Rescale the entries below by writing out every line again, requests included, with each x,y point coordinate in the answers multiplied by 2.6 and rounded to a whole number, halves rounded up. Leave the numbers in the requests and their format samples unchanged, and omit the pictures.

Entries from a point labeling set
◇ ◇ ◇ ◇

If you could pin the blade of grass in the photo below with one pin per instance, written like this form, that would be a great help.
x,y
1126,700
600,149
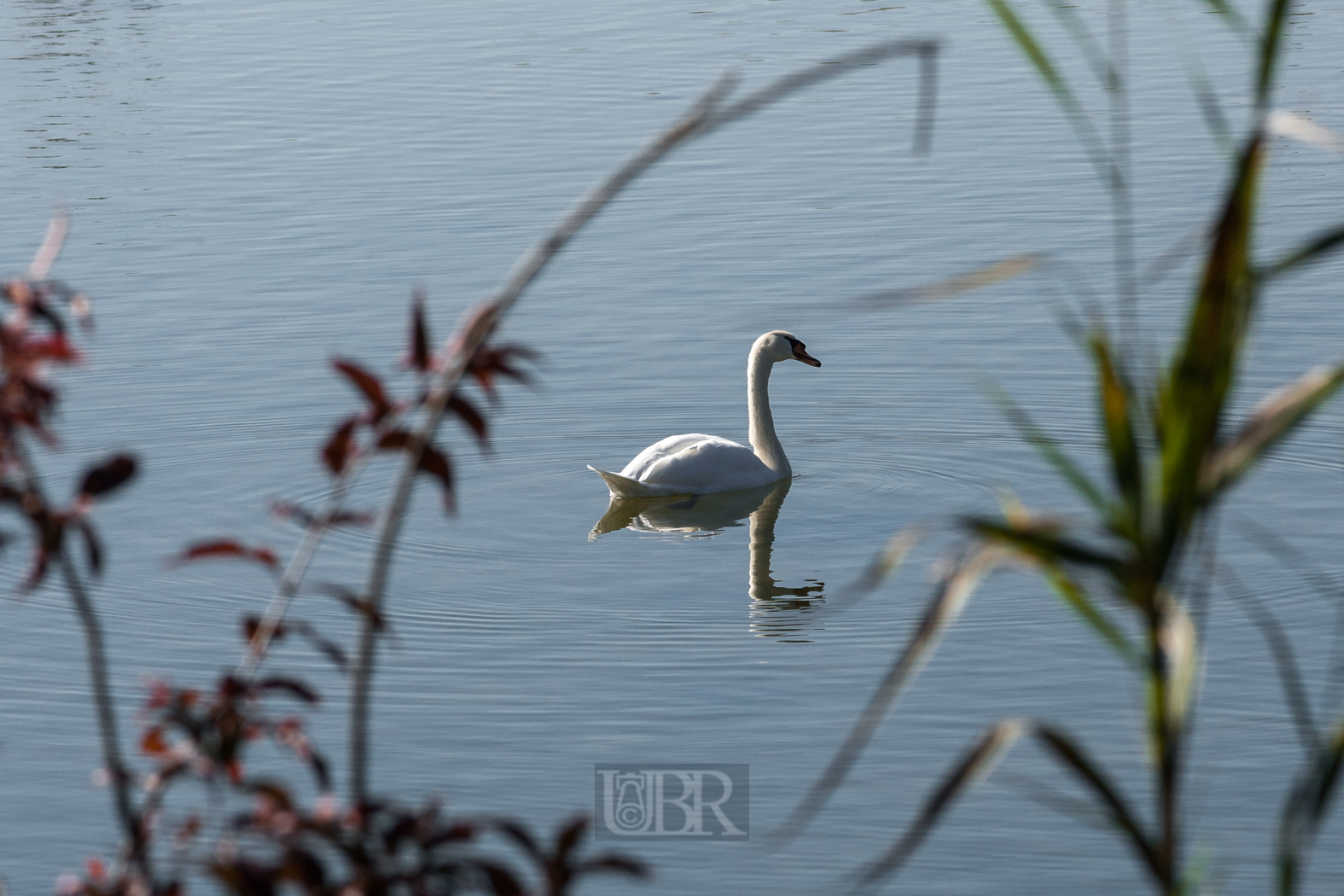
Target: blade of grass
x,y
1271,41
1195,393
1075,596
1306,806
1276,416
979,762
1285,661
1078,32
1309,252
1285,124
1179,643
1234,18
951,287
1073,757
1117,400
1042,544
1210,107
887,561
942,610
1065,96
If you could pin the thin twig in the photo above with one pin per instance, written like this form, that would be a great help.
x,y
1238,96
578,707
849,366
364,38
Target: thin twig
x,y
100,678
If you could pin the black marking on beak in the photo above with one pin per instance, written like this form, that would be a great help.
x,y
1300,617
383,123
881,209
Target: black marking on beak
x,y
800,353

◇ ◇ ◇ ◇

> _Expected answer_
If you could pin the blade of grass in the photo below with one pin per instance, written like this form, that would be a great help.
x,y
1126,700
600,149
Target: blade of grass
x,y
3305,107
3107,1022
2795,1550
3396,2096
3318,1082
2545,1981
3341,1719
2803,83
3403,655
3341,322
3065,1672
3208,47
2473,746
2790,1968
2904,1040
2709,1414
3146,278
2306,1459
2449,1586
2769,250
If you could pin the thin twig in the photo above with one pin per instance, written like this form, that would be a great help.
x,y
1238,96
578,707
849,366
364,38
Target: thin twig
x,y
260,1763
If you could pin the black marking on beak in the photo above with one pin per instance, written like this form, that would be a great help.
x,y
1300,617
383,123
881,209
Target: black marking on beak
x,y
2080,918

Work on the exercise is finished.